Description of the task: How many lines of the material contain the string "girl"? Give only the number.

[Stored dataset items]
--- --- ---

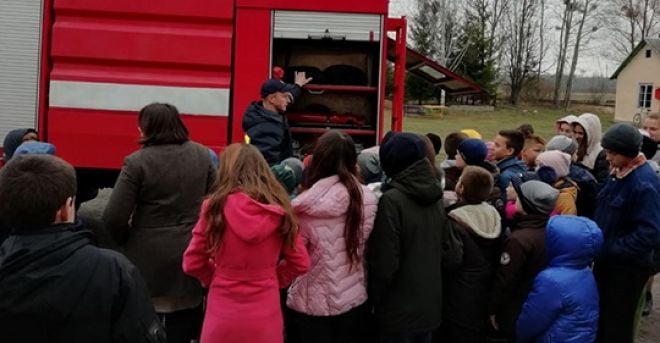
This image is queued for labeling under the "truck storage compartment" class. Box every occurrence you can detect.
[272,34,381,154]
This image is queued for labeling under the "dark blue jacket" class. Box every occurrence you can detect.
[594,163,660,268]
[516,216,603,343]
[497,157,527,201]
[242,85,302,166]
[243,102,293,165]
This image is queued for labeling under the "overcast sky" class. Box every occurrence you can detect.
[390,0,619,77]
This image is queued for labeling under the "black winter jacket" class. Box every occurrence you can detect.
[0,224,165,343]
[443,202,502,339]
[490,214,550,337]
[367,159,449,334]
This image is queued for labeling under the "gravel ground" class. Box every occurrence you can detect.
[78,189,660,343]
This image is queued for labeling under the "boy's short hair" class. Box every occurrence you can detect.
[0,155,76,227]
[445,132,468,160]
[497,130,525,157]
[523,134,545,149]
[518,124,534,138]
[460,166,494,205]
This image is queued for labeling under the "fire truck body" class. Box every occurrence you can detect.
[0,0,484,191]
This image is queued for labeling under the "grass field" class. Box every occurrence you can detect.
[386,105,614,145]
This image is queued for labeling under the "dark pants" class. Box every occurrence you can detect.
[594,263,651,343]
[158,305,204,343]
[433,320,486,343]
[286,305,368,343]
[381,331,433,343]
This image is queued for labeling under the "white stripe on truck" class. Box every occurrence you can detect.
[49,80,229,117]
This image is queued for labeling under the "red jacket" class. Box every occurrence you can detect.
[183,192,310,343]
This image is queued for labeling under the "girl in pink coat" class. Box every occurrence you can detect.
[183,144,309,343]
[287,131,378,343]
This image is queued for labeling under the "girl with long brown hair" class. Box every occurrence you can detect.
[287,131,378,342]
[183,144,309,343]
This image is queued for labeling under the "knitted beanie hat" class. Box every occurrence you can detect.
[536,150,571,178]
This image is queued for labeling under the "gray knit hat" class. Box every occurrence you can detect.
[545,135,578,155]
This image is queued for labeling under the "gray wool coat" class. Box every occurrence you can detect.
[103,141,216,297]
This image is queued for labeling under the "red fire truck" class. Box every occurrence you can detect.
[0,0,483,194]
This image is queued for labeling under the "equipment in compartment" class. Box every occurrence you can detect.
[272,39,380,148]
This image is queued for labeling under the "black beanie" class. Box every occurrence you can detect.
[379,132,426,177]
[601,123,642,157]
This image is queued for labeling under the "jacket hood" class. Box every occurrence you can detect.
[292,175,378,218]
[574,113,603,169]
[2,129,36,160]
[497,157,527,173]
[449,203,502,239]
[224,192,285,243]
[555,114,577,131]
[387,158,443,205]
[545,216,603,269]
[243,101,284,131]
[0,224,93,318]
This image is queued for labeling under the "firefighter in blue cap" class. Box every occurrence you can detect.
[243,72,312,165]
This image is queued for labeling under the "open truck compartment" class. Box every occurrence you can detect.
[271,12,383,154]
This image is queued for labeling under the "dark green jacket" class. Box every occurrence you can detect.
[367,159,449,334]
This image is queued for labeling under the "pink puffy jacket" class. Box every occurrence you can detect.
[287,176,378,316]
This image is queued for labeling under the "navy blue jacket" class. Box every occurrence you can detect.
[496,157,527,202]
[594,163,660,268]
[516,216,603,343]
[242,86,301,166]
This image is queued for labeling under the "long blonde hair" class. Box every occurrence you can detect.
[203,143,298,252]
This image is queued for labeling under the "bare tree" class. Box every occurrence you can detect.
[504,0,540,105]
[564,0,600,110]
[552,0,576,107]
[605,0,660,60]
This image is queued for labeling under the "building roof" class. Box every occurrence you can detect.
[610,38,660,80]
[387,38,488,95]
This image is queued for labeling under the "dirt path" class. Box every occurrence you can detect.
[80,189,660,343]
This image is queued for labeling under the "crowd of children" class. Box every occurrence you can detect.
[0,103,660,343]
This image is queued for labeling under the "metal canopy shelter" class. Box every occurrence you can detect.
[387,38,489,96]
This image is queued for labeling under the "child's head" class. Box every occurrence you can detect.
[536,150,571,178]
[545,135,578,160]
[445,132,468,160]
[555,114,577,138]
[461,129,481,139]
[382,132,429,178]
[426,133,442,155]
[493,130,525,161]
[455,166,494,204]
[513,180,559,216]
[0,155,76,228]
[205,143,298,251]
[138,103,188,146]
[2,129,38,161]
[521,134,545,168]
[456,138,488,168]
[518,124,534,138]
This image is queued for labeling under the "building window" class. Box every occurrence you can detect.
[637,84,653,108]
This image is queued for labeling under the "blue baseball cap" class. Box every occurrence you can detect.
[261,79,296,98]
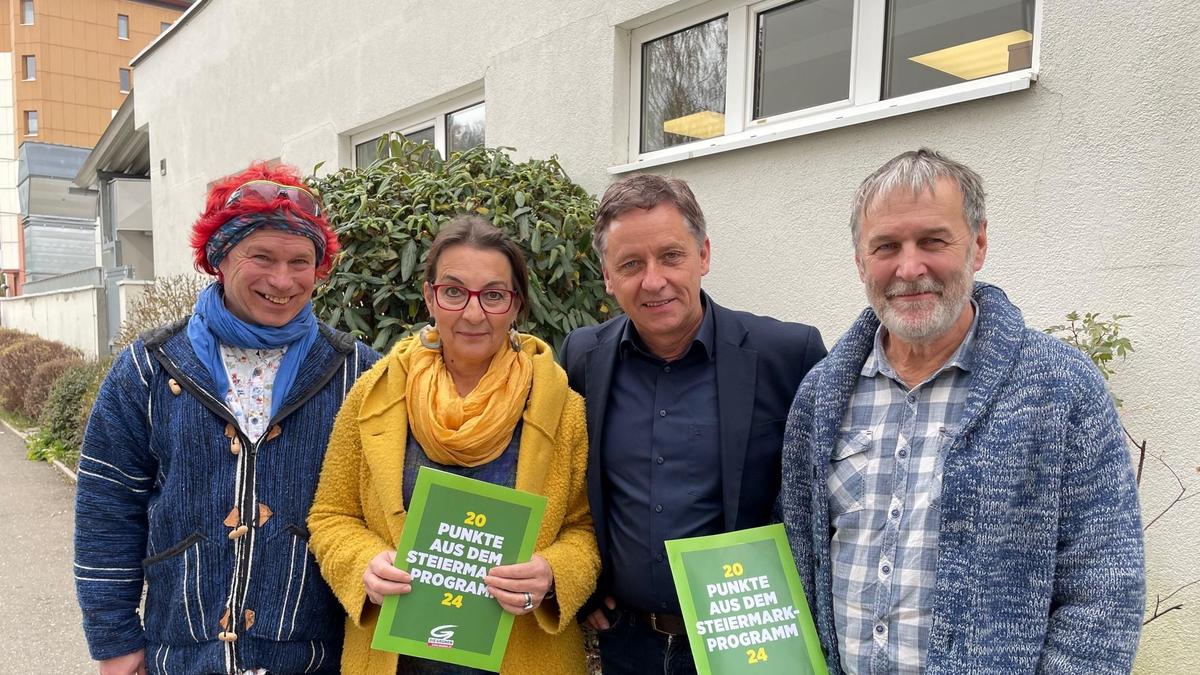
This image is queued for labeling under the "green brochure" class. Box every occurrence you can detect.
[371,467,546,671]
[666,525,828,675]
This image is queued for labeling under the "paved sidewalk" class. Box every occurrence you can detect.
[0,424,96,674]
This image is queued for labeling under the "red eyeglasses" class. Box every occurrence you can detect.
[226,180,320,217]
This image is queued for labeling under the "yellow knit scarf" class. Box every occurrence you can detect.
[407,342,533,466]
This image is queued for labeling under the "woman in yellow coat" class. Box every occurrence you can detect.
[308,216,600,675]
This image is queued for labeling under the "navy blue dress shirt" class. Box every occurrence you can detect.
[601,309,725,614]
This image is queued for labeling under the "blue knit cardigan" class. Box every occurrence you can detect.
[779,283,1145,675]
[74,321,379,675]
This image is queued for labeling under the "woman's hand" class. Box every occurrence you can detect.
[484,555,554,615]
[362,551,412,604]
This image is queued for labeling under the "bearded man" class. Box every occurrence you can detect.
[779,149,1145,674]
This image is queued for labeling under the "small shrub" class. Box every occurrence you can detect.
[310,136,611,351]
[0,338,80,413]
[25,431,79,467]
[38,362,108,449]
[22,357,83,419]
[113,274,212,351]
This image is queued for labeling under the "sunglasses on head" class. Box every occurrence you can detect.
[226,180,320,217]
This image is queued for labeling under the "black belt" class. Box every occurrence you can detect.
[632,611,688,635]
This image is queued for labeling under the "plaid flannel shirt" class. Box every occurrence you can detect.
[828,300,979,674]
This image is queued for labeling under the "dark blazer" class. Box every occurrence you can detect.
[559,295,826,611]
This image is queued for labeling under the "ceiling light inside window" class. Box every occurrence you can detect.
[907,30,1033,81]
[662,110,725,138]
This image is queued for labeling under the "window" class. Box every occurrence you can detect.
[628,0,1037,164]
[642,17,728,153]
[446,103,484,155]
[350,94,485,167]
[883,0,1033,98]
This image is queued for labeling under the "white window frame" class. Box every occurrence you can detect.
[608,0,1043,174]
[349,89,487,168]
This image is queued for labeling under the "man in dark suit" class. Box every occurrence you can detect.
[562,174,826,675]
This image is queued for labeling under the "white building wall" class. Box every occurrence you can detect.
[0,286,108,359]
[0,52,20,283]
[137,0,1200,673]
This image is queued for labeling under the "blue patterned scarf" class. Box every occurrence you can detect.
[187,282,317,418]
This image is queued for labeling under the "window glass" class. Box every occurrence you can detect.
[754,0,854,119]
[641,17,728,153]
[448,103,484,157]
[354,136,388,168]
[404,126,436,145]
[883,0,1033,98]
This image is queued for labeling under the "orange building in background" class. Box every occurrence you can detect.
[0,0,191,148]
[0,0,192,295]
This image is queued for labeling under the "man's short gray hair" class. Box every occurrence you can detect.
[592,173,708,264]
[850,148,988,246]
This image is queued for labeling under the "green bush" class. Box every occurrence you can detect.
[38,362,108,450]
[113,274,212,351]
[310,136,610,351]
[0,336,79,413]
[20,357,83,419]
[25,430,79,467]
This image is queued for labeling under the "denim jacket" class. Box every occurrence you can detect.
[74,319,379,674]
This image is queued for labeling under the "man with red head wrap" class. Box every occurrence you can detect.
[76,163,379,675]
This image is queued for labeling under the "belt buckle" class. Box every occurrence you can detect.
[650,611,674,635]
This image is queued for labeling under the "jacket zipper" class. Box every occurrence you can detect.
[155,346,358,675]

--- --- ---

Result below: 2